■ **INFORMATION**
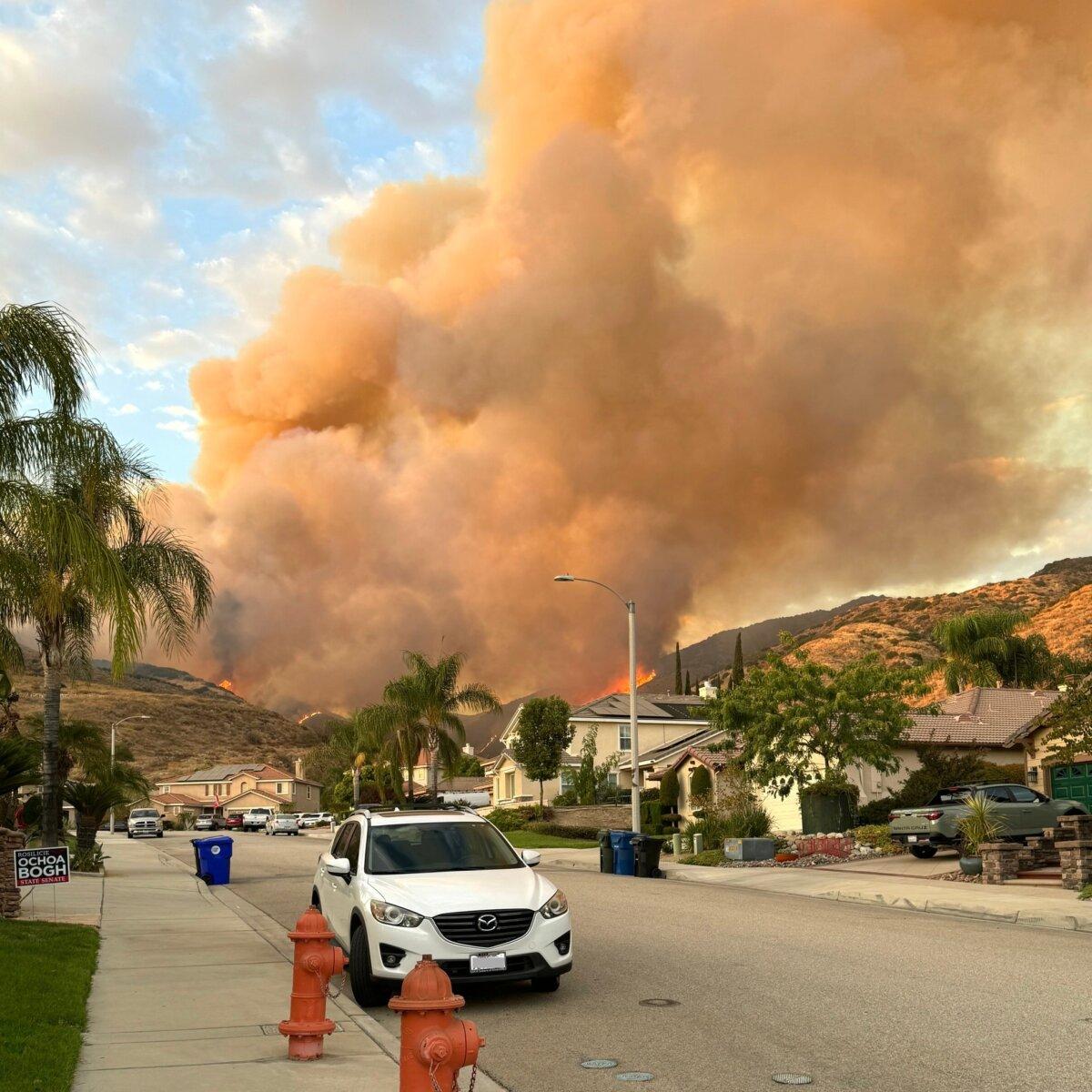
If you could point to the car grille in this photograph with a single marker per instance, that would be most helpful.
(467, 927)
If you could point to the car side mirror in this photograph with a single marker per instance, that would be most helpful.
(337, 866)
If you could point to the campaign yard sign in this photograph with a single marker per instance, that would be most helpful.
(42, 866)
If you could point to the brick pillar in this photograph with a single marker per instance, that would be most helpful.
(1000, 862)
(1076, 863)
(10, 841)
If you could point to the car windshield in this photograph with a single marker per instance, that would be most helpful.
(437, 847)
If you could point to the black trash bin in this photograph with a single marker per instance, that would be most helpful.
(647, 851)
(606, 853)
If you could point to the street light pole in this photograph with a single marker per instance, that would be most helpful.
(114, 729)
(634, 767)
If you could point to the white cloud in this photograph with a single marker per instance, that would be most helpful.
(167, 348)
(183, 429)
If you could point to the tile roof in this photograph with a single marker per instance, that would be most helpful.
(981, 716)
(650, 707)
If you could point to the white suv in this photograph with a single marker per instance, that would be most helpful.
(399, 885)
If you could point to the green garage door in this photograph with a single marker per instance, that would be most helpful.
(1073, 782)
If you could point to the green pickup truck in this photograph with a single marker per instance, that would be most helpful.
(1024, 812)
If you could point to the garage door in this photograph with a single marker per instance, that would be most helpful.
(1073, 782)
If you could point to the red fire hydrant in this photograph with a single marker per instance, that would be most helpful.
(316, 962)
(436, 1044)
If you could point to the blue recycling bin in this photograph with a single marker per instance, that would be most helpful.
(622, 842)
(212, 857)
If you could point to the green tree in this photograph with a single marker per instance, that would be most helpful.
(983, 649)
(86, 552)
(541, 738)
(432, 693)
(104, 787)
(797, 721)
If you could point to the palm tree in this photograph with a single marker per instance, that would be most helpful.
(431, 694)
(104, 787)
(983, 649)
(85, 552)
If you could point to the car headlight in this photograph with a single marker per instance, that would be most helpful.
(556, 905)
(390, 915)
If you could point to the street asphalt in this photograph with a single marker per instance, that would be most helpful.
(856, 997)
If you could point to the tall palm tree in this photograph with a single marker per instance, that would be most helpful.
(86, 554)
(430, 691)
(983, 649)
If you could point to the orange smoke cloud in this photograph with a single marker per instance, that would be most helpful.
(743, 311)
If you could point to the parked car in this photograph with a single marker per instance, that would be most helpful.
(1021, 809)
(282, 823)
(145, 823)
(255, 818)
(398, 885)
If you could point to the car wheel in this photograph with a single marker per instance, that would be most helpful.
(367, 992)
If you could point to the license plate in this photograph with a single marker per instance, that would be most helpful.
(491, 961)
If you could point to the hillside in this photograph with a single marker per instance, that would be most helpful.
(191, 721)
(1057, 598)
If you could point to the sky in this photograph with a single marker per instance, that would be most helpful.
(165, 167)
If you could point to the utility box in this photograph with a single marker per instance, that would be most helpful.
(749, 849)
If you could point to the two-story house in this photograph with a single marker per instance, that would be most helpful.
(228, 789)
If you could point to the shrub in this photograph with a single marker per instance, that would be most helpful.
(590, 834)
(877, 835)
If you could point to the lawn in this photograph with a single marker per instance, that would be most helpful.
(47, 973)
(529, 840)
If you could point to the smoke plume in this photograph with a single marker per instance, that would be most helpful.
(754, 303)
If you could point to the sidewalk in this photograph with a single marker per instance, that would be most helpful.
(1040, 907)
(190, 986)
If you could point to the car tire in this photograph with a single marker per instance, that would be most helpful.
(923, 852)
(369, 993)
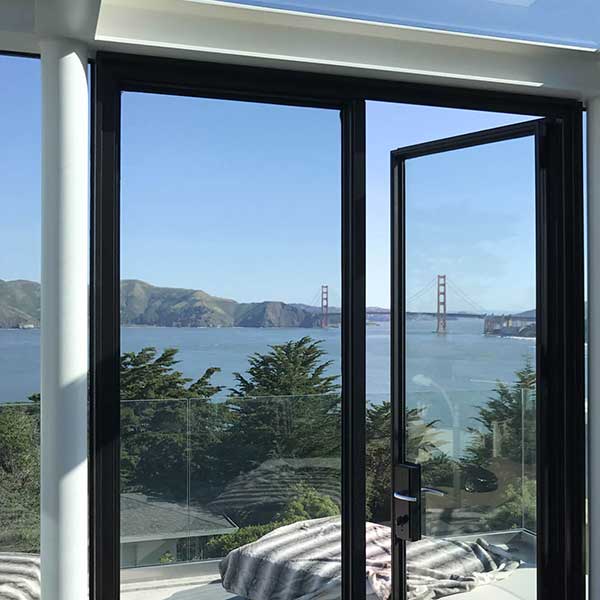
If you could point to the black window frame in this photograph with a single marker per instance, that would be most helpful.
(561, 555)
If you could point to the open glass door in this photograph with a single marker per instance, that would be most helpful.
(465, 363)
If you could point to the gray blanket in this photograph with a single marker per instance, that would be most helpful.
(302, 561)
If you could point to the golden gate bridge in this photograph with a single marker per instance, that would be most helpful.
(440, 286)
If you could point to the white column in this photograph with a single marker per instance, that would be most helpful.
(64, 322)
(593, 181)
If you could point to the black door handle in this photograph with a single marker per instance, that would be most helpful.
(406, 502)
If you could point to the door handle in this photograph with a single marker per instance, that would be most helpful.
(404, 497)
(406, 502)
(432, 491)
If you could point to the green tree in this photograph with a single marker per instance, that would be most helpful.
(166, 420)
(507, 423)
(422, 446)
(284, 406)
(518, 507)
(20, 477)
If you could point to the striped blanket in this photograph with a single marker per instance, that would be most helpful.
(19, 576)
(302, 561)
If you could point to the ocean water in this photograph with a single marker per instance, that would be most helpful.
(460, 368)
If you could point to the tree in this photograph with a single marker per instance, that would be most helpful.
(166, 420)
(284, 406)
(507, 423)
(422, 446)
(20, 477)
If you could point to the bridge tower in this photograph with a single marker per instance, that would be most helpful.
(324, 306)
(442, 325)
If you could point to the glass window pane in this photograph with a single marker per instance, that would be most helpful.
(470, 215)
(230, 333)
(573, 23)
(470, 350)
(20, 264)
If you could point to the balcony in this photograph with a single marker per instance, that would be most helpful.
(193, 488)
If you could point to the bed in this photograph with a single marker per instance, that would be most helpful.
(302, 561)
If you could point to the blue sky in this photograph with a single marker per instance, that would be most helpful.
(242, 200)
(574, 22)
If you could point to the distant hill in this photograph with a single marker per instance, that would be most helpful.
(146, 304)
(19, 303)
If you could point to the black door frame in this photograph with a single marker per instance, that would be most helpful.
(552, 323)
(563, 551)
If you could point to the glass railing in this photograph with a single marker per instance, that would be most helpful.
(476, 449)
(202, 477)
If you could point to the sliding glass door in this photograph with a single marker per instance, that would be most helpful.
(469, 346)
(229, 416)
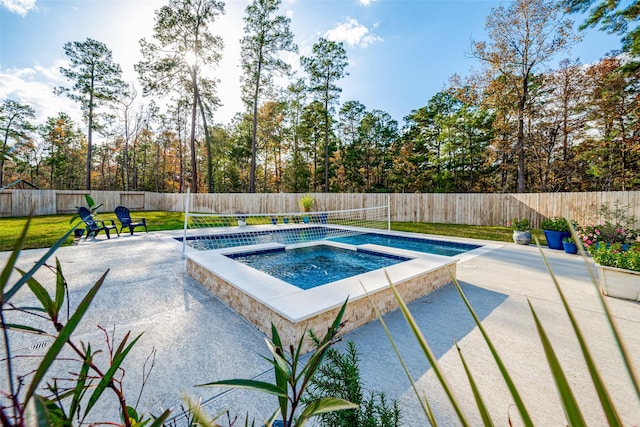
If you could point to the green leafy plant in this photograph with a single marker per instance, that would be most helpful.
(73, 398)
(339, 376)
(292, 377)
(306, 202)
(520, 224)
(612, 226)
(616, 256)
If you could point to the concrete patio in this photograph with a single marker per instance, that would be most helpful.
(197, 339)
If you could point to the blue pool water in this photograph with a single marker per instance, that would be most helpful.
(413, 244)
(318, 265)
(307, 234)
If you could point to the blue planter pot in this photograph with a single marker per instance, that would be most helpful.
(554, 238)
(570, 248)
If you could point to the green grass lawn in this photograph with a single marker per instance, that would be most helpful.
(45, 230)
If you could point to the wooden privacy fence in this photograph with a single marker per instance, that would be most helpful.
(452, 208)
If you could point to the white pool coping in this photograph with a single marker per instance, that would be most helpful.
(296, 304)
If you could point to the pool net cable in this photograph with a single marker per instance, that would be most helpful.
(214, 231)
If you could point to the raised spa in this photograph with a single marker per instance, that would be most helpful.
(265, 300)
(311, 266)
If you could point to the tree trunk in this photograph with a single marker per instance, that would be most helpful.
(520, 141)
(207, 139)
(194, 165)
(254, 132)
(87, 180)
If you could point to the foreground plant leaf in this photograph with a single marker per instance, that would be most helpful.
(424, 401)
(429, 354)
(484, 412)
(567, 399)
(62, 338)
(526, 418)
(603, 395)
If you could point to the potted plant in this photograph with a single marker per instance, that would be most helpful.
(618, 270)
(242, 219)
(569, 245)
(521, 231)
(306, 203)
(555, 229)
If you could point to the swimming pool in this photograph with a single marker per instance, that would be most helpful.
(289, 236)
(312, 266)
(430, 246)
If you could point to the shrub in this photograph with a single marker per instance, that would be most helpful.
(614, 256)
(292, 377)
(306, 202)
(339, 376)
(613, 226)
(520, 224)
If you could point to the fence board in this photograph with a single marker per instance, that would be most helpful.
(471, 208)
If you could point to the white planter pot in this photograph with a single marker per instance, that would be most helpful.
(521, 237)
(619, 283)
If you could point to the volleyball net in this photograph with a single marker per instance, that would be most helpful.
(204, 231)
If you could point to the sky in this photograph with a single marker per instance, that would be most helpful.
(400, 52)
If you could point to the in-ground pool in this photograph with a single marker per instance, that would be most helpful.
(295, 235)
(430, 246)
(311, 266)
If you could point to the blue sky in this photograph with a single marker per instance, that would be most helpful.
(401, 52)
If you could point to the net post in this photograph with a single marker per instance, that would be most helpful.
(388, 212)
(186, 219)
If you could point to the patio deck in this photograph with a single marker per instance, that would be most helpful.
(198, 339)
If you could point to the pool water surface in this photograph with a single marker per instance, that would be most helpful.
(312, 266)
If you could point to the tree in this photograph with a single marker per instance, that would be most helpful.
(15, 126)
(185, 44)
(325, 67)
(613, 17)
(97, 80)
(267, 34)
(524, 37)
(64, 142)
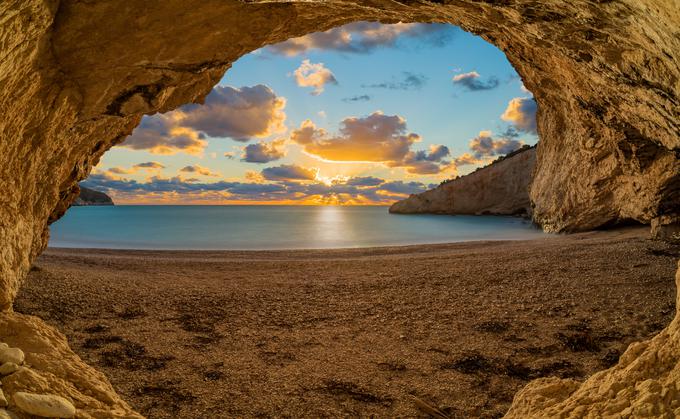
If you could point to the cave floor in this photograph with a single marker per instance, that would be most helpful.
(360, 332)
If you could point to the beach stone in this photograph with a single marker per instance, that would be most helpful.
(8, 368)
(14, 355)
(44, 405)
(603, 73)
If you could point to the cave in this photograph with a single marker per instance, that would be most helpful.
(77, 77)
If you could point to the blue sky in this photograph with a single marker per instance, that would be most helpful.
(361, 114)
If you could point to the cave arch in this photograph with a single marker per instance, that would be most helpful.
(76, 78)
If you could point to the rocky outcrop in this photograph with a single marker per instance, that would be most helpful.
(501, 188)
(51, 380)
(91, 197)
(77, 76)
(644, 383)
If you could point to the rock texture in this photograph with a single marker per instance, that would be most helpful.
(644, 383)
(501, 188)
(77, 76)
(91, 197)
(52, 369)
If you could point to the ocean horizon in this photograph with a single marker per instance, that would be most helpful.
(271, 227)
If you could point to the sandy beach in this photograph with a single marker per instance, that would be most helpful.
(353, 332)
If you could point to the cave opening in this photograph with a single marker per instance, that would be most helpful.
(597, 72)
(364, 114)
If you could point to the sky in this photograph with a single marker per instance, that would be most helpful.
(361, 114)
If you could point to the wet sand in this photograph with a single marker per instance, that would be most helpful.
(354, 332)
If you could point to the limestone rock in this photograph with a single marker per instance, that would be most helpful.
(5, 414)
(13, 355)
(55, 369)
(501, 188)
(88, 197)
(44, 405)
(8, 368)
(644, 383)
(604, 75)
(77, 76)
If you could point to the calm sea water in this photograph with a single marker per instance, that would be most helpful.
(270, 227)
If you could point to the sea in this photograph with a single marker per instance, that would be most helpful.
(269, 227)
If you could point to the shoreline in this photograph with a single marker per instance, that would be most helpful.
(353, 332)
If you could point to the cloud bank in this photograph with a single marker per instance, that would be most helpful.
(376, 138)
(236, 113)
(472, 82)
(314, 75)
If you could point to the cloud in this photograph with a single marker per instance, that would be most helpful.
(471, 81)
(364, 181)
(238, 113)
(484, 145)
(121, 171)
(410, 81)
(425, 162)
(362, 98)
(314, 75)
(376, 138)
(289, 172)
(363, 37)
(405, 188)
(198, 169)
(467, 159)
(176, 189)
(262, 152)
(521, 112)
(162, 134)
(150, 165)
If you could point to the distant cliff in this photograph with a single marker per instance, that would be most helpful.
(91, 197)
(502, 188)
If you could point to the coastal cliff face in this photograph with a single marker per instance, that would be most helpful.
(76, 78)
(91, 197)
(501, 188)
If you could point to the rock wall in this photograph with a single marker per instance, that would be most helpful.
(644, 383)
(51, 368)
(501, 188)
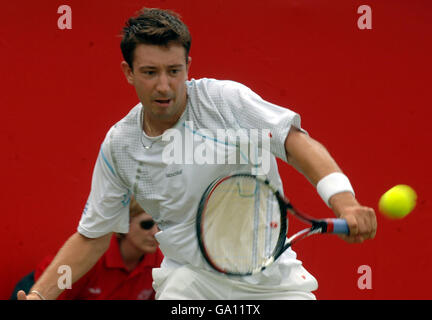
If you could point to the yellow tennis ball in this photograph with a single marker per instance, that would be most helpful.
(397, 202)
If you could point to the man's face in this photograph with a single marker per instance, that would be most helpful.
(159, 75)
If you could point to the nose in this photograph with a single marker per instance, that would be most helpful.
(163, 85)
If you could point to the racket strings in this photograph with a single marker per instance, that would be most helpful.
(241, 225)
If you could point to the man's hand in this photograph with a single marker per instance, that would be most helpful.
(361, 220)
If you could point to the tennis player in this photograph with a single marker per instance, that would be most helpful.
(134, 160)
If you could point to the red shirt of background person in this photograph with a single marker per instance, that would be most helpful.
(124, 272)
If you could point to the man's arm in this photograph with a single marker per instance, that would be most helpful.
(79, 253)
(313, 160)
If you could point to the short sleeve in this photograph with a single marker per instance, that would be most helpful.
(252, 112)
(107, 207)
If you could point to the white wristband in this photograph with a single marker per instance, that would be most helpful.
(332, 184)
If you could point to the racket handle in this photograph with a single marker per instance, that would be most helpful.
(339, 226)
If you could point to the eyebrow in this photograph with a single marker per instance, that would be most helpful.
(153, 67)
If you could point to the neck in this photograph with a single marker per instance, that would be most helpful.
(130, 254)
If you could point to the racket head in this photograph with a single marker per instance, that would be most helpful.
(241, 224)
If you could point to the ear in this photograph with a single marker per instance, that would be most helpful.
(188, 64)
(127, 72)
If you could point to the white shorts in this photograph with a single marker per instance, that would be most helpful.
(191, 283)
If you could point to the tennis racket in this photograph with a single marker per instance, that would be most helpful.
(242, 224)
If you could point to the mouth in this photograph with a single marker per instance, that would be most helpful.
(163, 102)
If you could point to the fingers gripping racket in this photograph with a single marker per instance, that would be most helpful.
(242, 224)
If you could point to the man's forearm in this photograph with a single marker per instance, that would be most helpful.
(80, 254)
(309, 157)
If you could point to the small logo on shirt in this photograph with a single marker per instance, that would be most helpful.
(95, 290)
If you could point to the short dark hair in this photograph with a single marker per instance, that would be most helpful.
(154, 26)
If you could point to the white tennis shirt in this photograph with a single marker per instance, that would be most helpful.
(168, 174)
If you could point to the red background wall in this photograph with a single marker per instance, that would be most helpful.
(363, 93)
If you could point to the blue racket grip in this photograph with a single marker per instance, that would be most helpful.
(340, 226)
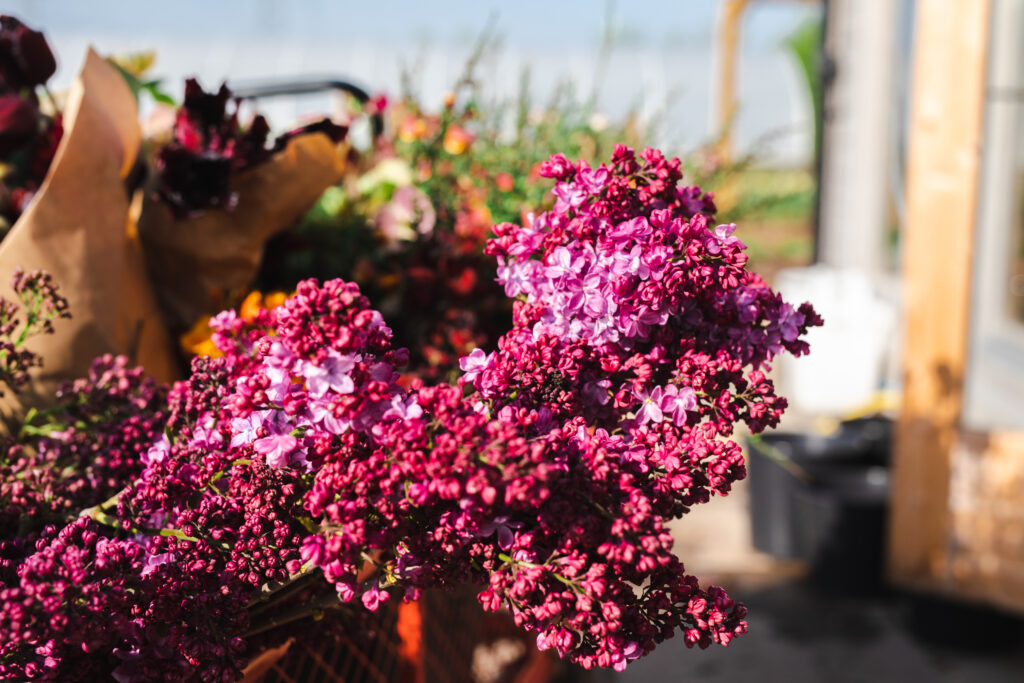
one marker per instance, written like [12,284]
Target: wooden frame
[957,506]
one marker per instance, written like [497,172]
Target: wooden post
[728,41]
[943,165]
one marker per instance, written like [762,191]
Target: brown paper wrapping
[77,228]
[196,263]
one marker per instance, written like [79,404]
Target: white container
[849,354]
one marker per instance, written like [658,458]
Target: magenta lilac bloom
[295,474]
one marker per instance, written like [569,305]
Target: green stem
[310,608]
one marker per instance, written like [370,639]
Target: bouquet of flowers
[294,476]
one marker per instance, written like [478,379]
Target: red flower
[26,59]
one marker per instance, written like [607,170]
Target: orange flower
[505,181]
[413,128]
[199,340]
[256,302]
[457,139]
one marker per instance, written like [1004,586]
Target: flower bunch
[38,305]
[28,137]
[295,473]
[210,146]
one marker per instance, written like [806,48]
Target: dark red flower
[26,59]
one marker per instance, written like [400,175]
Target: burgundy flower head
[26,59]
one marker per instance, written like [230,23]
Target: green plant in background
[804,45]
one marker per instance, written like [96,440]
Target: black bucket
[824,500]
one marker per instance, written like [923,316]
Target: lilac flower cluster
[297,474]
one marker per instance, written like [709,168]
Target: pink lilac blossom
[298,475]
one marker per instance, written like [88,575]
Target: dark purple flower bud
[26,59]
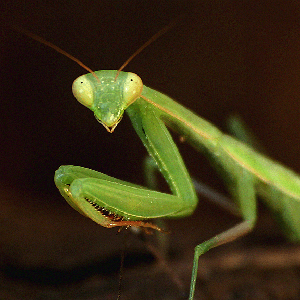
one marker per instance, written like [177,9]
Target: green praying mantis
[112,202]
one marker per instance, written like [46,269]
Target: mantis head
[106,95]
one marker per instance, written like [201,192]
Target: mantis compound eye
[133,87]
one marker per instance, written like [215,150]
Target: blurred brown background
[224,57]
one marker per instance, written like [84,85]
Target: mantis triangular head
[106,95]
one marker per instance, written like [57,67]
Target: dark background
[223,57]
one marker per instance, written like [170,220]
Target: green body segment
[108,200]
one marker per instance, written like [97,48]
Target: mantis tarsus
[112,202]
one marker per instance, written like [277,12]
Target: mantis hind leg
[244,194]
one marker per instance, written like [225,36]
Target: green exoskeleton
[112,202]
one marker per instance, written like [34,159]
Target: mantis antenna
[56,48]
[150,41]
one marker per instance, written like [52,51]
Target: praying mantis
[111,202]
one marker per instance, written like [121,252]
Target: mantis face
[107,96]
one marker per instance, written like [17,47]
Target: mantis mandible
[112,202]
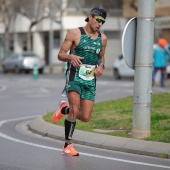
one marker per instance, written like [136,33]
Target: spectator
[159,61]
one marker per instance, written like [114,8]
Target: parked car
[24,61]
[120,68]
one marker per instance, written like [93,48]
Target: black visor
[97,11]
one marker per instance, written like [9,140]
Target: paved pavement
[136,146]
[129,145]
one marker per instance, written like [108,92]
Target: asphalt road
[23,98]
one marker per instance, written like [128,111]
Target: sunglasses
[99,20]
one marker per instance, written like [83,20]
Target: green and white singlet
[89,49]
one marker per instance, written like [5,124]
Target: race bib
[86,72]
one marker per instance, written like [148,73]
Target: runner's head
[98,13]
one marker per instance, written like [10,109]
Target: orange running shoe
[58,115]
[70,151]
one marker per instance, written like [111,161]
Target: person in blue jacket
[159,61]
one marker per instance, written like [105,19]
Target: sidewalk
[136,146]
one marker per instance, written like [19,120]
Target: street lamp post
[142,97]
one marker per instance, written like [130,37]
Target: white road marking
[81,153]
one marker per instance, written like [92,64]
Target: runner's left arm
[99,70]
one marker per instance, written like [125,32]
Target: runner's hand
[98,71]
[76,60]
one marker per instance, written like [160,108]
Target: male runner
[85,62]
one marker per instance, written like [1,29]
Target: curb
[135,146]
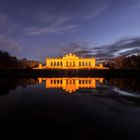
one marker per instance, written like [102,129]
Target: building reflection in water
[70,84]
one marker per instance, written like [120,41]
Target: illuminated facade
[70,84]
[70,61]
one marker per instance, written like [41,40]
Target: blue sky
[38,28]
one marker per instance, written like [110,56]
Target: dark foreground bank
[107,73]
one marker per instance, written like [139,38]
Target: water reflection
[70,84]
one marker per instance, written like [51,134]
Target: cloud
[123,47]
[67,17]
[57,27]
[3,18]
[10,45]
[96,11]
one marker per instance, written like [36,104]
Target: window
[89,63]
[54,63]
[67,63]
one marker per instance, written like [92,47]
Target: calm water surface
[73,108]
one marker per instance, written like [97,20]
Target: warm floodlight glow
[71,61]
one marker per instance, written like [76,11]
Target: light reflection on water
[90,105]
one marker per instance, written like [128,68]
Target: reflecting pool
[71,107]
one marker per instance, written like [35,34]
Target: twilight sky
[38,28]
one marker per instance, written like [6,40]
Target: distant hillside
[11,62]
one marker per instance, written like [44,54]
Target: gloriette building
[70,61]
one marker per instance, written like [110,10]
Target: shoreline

■ **EXERCISE DESCRIPTION**
Write out only what runs from the line holding "Target: reflecting pool" through the last line of the records, exactly as shown.

■ **TASK RESULT**
Target: reflecting pool
[71,107]
one marker per instance, written like [35,34]
Target: twilight sky
[38,28]
one marker per instance, written like [6,40]
Target: distant hillside
[11,62]
one marker per instance, written like [44,54]
Target: gloriette building
[70,61]
one marker per instance, written like [110,10]
Target: shoreline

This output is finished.